*Passage given*.
+++

When we look at how FIIs and DIIs are viewing the Indian market now, we get the feeling that both are investing in two different markets. Never before have we seen such divergence in their behaviour. Usually, it is liquidity compulsions that drive divergence in their behaviour. FII’s would buy very aggressively when they have high investment inflows and sell actively when the redemption pressure was relentless. Flows almost always decide their investment behaviour.
They are selling Indian equity almost relentlessly this year and the reasons seem to be more related to their valuation discomfort than anything else. They are more comfortable taking money out of India and deploying in other markets which they feel are relatively more attractively valued. The DIIs have a history of being the constant counterpart to the FIIs. They would give ample supply by selling Indian equities when FIIs pumped in too much capital even in overvalued markets. And, when FIIs sold at distress valuations, the DIIs would support the markets as effectively as they could. There were times when FII selling simply swamped the markets and could never be adequately matched by DII buying. In such situations the markets would see sharp corrections in short time lines.

+++

*Given exercise A*. Write out the part of the passage on FII and DII investing between "They are selling" and "short time lines.", inclusive.

*Material for this task*.
+++

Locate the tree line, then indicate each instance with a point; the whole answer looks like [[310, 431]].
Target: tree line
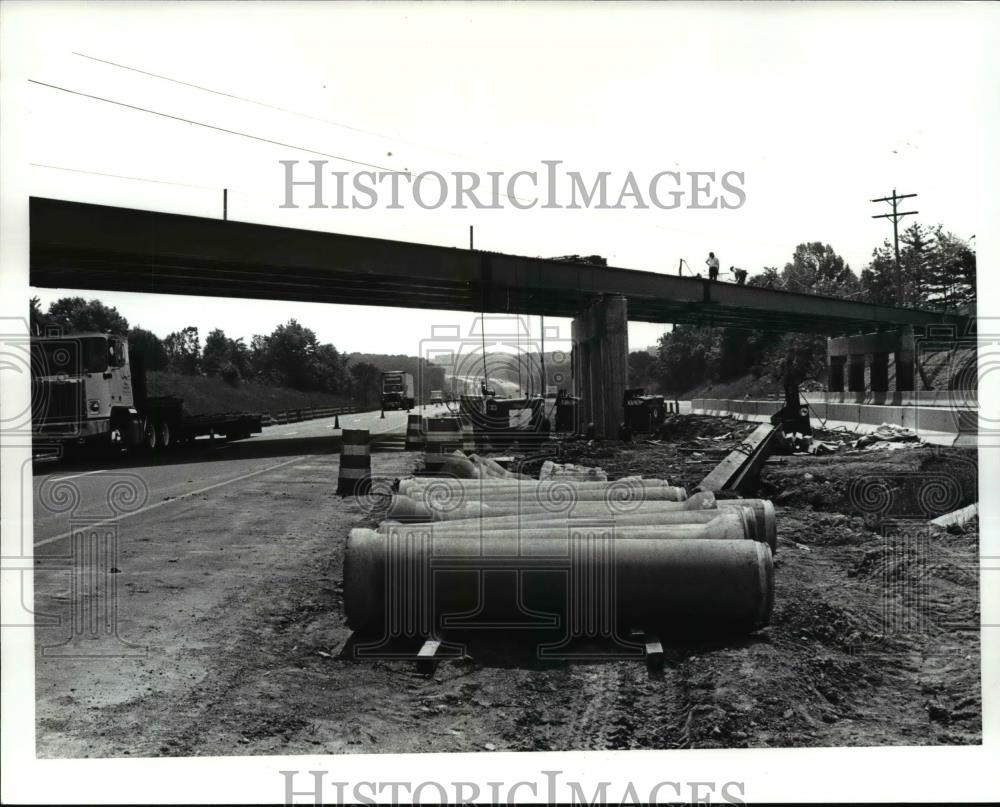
[[290, 356], [937, 271]]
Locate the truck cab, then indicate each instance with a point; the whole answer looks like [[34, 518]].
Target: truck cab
[[82, 388], [397, 390]]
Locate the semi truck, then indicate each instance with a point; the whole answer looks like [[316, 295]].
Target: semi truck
[[88, 390], [397, 390]]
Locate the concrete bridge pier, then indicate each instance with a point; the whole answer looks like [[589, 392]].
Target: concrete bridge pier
[[880, 362], [600, 363]]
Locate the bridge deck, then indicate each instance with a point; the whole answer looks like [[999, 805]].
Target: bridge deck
[[86, 246]]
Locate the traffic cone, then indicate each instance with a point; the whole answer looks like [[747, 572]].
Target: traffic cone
[[355, 463]]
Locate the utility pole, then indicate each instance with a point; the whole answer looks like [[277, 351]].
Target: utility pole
[[896, 215]]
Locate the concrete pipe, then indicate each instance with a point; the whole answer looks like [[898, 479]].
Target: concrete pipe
[[767, 523], [538, 521], [550, 493], [475, 484], [755, 528], [444, 505], [395, 586], [731, 524]]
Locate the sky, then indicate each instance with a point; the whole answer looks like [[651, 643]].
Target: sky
[[820, 108]]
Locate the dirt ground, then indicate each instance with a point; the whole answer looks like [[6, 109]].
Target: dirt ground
[[873, 641]]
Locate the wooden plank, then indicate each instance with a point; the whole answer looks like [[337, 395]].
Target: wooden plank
[[427, 657]]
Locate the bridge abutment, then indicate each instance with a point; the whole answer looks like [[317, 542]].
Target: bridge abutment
[[600, 363], [872, 363]]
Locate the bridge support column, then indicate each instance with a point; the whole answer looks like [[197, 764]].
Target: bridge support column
[[600, 363], [837, 367], [856, 372], [878, 372]]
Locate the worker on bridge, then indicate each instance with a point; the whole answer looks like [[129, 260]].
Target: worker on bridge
[[713, 266]]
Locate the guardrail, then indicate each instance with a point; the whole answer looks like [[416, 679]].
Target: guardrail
[[305, 413], [942, 425]]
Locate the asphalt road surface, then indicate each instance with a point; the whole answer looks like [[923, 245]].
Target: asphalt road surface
[[130, 555]]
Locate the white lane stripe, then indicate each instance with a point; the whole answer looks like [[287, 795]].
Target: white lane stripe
[[55, 538], [74, 476]]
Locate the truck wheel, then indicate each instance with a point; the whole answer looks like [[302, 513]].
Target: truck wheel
[[165, 436], [149, 436]]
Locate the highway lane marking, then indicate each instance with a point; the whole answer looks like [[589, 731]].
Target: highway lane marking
[[74, 476], [155, 505]]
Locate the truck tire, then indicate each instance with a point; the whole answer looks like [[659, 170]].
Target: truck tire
[[165, 436], [150, 438]]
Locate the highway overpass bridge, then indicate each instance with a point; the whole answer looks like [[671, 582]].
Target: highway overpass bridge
[[87, 246]]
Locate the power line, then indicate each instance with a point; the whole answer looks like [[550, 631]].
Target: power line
[[896, 215], [120, 176], [214, 127], [254, 101]]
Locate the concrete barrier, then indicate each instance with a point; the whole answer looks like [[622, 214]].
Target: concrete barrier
[[946, 422]]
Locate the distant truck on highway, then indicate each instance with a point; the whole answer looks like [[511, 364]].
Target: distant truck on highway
[[88, 390], [397, 390]]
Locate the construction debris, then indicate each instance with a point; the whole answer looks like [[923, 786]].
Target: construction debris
[[957, 517], [555, 470], [888, 436], [741, 468]]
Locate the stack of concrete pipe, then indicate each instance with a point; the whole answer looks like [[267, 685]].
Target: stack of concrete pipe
[[673, 561]]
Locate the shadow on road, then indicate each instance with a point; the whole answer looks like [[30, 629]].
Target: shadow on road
[[199, 451]]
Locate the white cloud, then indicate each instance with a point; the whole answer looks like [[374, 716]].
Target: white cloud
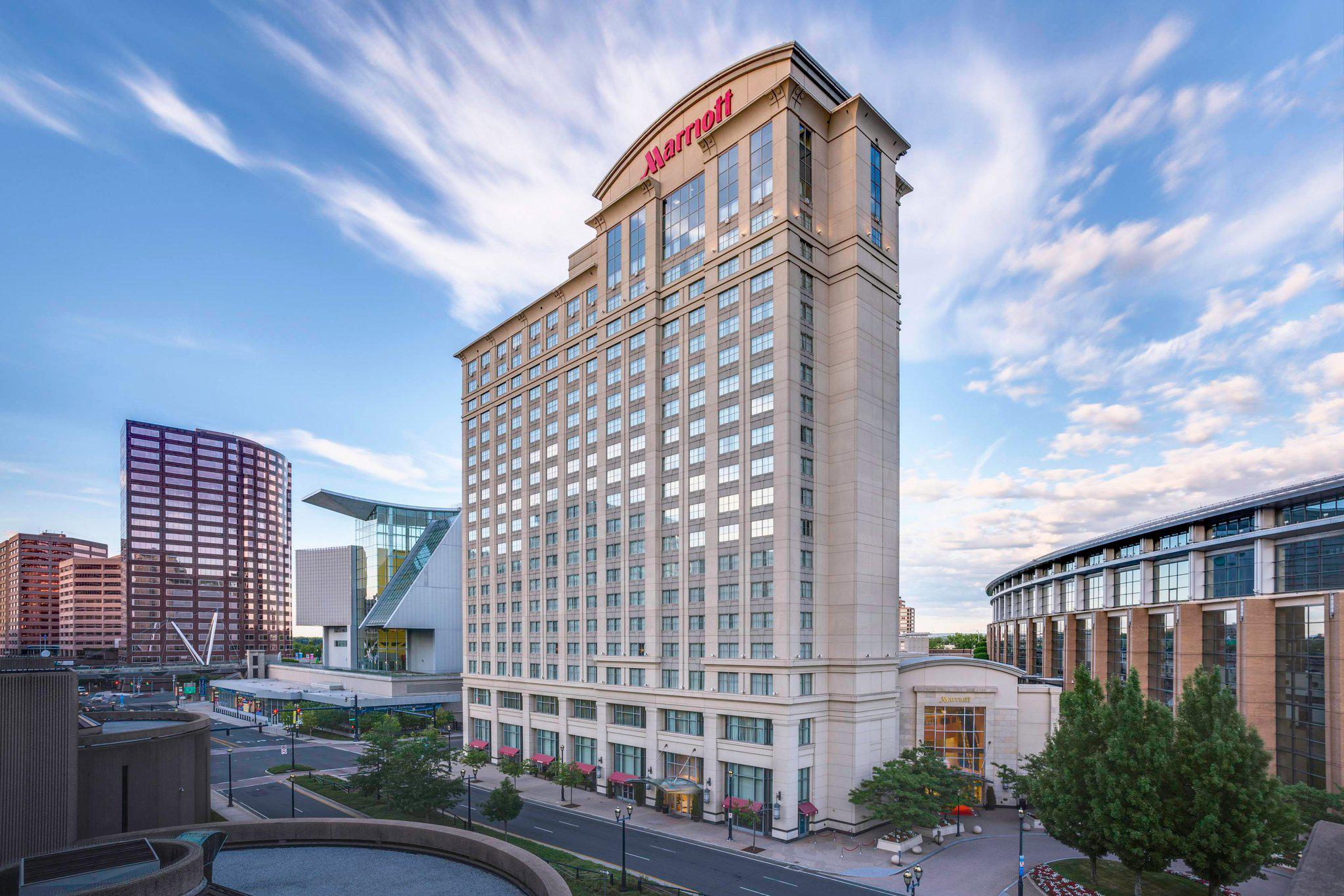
[[1196, 113], [175, 116], [1304, 333], [1162, 42], [400, 469], [41, 100], [1133, 246]]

+++

*Given exercise B*. Reproduce only the entries between the lines holding "Locate the guardrail, then" and "[[165, 436], [150, 438]]", inclusive, substituting "crash barrier" for "guardrail" and leaving everything else unchanged.

*Written answer A*.
They are selling Indian equity almost relentlessly this year and the reasons seem to be more related to their valuation discomfort than anything else. They are more comfortable taking money out of India and deploying in other markets which they feel are relatively more attractively valued. The DIIs have a history of being the constant counterpart to the FIIs. They would give ample supply by selling Indian equities when FIIs pumped in too much capital even in overvalued markets. And, when FIIs sold at distress valuations, the DIIs would support the markets as effectively as they could. There were times when FII selling simply swamped the markets and could never be adequately matched by DII buying. In such situations the markets would see sharp corrections in short time lines.

*Written answer B*.
Locate the crash barrier, then indicate each instance with a point; the whole answer looks like [[416, 679]].
Target: crash barrier
[[305, 413], [942, 425]]
Locate the asphalt road surface, then indicate each instance with a point; the whole answer looks like [[923, 245]].
Target: asphalt road surface
[[130, 555]]
Locate the white lane stripe, then indicate each instance with a point; the whole answer looks like [[287, 795]].
Target: white lane stripe
[[55, 538], [74, 476]]
Locate the truck wheel, then indicate each instance with a point; the whole answer looks like [[302, 513]].
Target: truck wheel
[[165, 436], [149, 436]]
Locate the highway lane marking, then indicate each instance with a point; the whole answer looks like [[589, 731]].
Target: highway lane marking
[[74, 476], [155, 505]]
Locate the truck tire, then indicate each instance with a point; the whole answer looks like [[659, 170]].
Target: truck tire
[[165, 436], [150, 438]]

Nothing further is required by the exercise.